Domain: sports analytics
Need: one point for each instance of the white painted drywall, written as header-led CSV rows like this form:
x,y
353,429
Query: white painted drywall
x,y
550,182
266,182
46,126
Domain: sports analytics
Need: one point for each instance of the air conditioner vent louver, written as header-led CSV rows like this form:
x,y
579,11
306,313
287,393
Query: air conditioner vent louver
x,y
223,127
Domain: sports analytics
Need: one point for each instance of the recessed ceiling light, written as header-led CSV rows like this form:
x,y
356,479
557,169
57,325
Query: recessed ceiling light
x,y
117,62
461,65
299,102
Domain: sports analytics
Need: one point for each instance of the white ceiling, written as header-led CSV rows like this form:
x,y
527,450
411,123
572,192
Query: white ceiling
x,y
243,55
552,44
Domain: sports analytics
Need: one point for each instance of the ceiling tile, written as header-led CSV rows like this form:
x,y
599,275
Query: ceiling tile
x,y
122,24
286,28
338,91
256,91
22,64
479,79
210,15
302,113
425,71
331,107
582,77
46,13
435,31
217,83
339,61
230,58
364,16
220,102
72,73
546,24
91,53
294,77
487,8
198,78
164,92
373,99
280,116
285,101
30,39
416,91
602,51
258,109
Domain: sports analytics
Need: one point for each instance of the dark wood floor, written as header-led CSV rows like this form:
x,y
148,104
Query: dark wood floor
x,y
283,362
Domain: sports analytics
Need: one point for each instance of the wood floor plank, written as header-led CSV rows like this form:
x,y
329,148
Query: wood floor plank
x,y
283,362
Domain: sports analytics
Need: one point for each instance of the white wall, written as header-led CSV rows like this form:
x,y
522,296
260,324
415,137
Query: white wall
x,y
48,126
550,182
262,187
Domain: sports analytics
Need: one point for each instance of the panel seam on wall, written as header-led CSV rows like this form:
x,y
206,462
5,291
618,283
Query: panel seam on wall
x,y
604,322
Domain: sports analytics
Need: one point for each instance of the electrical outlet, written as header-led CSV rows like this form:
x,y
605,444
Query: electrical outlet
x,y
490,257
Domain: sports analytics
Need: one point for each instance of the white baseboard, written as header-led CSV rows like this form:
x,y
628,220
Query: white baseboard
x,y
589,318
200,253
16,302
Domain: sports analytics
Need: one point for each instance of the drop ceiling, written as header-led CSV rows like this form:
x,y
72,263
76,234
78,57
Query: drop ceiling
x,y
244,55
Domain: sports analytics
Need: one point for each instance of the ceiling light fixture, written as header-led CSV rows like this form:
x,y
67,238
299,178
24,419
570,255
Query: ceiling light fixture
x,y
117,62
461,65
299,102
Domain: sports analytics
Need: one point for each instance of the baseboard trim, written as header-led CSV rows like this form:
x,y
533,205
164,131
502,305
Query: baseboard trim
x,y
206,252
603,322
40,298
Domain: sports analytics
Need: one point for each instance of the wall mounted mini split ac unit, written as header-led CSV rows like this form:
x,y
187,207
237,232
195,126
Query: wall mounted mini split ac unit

··········

> [THE PROBLEM]: The lines to report are those in the material above that contain the word "mounted"; copy every one of them.

> [TASK OUTPUT]:
Need: one point for each instance of the wall mounted mini split ac unit, written as header-led CSV rows like this form:
Query: wall mounted mini split ac unit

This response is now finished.